» Document section
▼

The study of biological networks and how they have evolved is fundamental to our understanding of the cell. By investigating how proteins of different ages are connected in the protein interaction network, one can infer how that network has expanded in evolution, without the need for explicit reconstruction of ancestral networks. Studies that implement this approach show that proteins are often connected to proteins of a similar age, suggesting a simultaneous emergence of interacting proteins. There are several theories explaining this phenomenon, but despite the importance of gene duplication in genome evolution, none consider protein family dynamics as a contributing factor.


In an S. cerevisiae protein interaction network we investigate to what extent edges that arise from duplication events contribute to the observed tendency to interact with proteins of a similar age. We find that part of this tendency is explained by interactions between paralogs. Age is usually defined on the level of protein families, rather than individual proteins, hence paralogs have the same age. The major contribution however, is from interaction partners that are shared between paralogs. These interactions have most likely been conserved after a duplication event. To investigate to what extent a nearly neutral process of network growth can explain these results, we adjust a well-studied network growth model to incorporate protein families. Our model shows that the number of edges between paralogs can be amplified by subsequent duplication events, thus explaining the overrepresentation of interparalog edges in the data. The fact that interaction partners shared by paralogs are often of the same age as the paralogs does not arise naturally from our model and needs further investigation.


We amend previous theories that explain why proteins of a similar age prefer to interact by demonstrating that this observation can be partially explained by gene duplication events. There is an ongoing debate on whether the protein interaction network is predominantly shaped by duplication and subfunctionalization or whether network rewiring is most important. Our analyses of S. cerevisiae protein interaction networks demonstrate that duplications have influenced at least one property of the protein interaction network: how proteins of different ages are connected.

▲

» Records shown
▼

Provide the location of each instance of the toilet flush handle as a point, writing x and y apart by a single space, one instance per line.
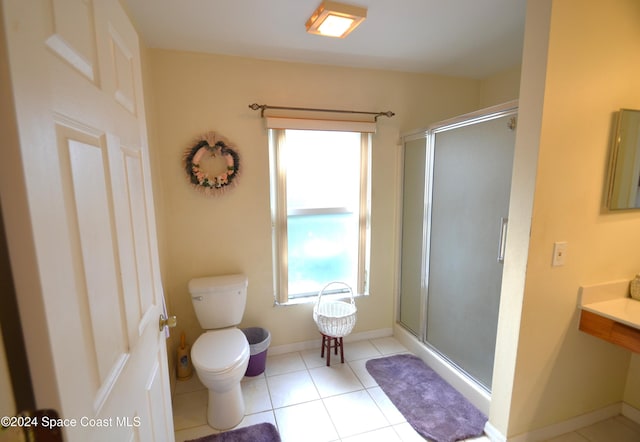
170 322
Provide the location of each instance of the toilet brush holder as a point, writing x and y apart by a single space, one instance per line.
185 369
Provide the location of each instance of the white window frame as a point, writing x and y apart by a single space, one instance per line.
277 139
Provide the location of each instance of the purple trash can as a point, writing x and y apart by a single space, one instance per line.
259 340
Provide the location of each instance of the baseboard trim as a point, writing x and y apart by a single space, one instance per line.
567 426
493 434
631 413
315 344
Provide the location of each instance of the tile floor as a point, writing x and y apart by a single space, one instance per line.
308 401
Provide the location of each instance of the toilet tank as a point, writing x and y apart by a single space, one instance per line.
219 301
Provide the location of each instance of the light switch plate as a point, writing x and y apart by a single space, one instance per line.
559 253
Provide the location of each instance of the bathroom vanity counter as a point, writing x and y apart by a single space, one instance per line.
623 310
607 312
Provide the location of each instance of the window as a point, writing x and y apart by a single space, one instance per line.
320 210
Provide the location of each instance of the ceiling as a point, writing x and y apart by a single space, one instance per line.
462 38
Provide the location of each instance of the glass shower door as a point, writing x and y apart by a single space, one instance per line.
413 233
470 187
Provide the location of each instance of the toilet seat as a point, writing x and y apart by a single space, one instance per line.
220 351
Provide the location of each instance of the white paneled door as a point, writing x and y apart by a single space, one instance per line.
80 220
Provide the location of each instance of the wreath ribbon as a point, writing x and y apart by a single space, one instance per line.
199 178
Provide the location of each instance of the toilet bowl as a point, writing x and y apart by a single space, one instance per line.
220 358
221 354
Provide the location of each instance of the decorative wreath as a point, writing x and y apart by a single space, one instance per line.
198 177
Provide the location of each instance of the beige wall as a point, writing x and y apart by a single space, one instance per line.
195 93
591 72
499 88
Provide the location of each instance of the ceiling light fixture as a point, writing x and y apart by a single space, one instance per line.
333 19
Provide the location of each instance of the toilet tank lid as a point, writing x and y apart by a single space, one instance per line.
217 283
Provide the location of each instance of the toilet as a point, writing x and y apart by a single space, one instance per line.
221 354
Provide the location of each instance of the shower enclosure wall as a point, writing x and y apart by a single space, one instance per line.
455 203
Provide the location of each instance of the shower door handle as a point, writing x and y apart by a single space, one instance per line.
502 243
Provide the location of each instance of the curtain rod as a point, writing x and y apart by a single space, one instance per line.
263 107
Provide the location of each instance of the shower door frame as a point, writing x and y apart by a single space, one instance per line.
429 133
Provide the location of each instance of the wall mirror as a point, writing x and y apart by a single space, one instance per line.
624 185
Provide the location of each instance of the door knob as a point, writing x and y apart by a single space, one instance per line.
170 322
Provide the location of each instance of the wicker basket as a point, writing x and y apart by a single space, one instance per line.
335 318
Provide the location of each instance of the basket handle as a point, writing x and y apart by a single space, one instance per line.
336 282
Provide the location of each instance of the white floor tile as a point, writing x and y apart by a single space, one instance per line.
194 433
386 406
360 350
190 409
292 388
388 345
190 385
284 363
609 430
355 413
386 434
407 433
308 401
361 372
258 418
256 395
337 379
307 422
312 358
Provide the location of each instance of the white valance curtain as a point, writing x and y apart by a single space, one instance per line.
316 124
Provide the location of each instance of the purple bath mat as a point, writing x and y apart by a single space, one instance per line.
264 432
433 407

▲

» Task directions
In the text on protein interaction networks, restate the paragraph beginning "We amend previous theories" as a short list that keeps its main facts. The lines play no part in what is asked here.

» Written answer
- Previous theories on why proteins of a similar age prefer to interact are amended: gene duplication events partly explain this observation.
- It is still debated whether the protein interaction network is shaped mainly by duplication and subfunctionalization or by network rewiring.
- Analyses of S. cerevisiae protein interaction networks show that duplications have influenced at least one network property: how proteins of different ages are connected.